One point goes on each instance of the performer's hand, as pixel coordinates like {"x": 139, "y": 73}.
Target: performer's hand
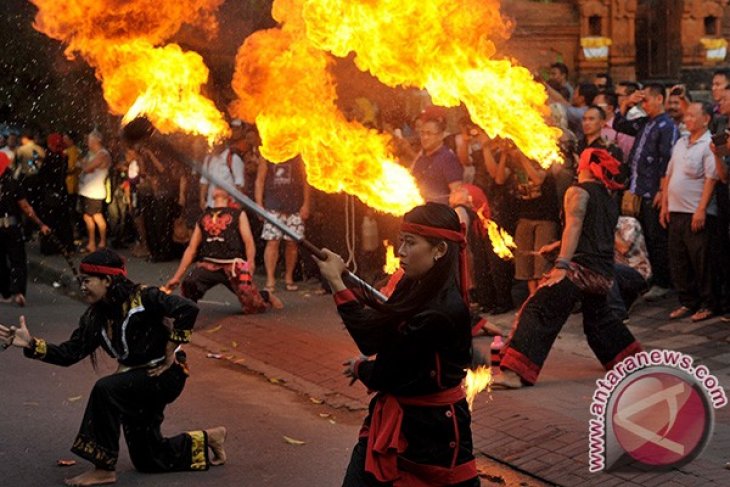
{"x": 304, "y": 212}
{"x": 553, "y": 277}
{"x": 548, "y": 249}
{"x": 664, "y": 218}
{"x": 331, "y": 268}
{"x": 698, "y": 220}
{"x": 171, "y": 285}
{"x": 165, "y": 364}
{"x": 19, "y": 337}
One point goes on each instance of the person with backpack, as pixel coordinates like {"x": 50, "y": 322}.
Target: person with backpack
{"x": 225, "y": 165}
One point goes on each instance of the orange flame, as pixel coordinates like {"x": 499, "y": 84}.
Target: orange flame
{"x": 445, "y": 47}
{"x": 501, "y": 241}
{"x": 476, "y": 381}
{"x": 123, "y": 42}
{"x": 392, "y": 263}
{"x": 283, "y": 84}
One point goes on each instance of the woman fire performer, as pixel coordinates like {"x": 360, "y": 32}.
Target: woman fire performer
{"x": 142, "y": 328}
{"x": 418, "y": 430}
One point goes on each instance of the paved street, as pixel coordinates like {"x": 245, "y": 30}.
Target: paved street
{"x": 539, "y": 431}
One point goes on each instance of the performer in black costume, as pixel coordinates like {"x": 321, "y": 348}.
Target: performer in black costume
{"x": 418, "y": 430}
{"x": 142, "y": 328}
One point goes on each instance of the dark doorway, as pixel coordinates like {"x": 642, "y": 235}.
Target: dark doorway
{"x": 658, "y": 39}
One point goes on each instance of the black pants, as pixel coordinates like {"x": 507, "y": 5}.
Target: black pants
{"x": 690, "y": 260}
{"x": 657, "y": 243}
{"x": 356, "y": 476}
{"x": 543, "y": 316}
{"x": 13, "y": 262}
{"x": 135, "y": 401}
{"x": 628, "y": 285}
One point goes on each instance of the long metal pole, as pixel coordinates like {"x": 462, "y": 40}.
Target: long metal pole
{"x": 244, "y": 200}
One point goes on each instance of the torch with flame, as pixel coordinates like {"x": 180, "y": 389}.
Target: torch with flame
{"x": 392, "y": 263}
{"x": 502, "y": 242}
{"x": 284, "y": 85}
{"x": 124, "y": 42}
{"x": 447, "y": 48}
{"x": 476, "y": 381}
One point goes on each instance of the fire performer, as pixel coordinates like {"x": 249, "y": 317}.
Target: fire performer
{"x": 218, "y": 242}
{"x": 418, "y": 431}
{"x": 582, "y": 272}
{"x": 142, "y": 328}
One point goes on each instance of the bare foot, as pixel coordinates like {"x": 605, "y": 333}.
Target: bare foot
{"x": 507, "y": 379}
{"x": 93, "y": 477}
{"x": 216, "y": 438}
{"x": 276, "y": 303}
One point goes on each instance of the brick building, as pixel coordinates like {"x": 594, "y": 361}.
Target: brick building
{"x": 649, "y": 39}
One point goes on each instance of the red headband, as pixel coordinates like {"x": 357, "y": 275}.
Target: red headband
{"x": 452, "y": 236}
{"x": 599, "y": 161}
{"x": 102, "y": 269}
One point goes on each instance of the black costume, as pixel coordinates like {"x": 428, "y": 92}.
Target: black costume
{"x": 417, "y": 374}
{"x": 136, "y": 334}
{"x": 220, "y": 261}
{"x": 589, "y": 279}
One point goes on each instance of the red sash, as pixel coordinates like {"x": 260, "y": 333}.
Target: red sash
{"x": 385, "y": 443}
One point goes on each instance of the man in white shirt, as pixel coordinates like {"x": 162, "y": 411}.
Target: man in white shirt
{"x": 688, "y": 209}
{"x": 225, "y": 165}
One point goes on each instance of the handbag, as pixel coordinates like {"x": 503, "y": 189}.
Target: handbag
{"x": 630, "y": 204}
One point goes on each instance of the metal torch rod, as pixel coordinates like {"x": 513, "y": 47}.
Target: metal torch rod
{"x": 241, "y": 198}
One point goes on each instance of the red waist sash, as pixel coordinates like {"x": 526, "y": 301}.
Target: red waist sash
{"x": 385, "y": 443}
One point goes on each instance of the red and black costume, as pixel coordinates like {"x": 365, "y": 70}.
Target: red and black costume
{"x": 136, "y": 333}
{"x": 220, "y": 261}
{"x": 589, "y": 277}
{"x": 418, "y": 430}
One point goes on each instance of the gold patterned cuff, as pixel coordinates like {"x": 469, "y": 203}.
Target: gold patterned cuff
{"x": 180, "y": 336}
{"x": 199, "y": 449}
{"x": 39, "y": 348}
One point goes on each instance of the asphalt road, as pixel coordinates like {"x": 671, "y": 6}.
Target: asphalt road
{"x": 41, "y": 407}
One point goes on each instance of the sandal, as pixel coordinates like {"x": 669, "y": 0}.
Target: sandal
{"x": 702, "y": 315}
{"x": 680, "y": 312}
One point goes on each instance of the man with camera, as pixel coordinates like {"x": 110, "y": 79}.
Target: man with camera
{"x": 655, "y": 137}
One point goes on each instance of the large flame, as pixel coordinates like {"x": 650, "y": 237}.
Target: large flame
{"x": 123, "y": 41}
{"x": 476, "y": 381}
{"x": 284, "y": 85}
{"x": 445, "y": 47}
{"x": 392, "y": 263}
{"x": 502, "y": 242}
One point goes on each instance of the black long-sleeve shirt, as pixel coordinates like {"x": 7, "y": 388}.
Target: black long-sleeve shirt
{"x": 136, "y": 336}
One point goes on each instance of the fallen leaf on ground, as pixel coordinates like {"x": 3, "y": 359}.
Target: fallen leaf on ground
{"x": 292, "y": 441}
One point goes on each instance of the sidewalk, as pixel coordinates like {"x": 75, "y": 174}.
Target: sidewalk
{"x": 541, "y": 430}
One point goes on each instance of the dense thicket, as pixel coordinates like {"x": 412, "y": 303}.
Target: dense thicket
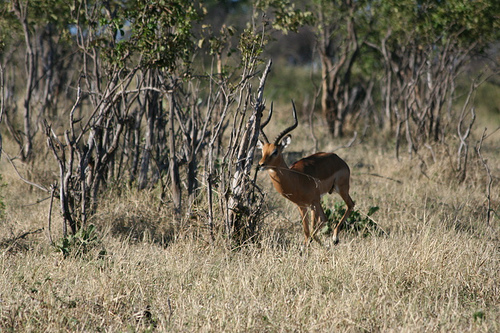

## Exercise prompt
Show every line of the entries above that holds the word "orange", treating it as case-sensitive.

## Task answer
One point goes on each instance of the orange flame, as pixel coordinates like {"x": 499, "y": 84}.
Target: orange flame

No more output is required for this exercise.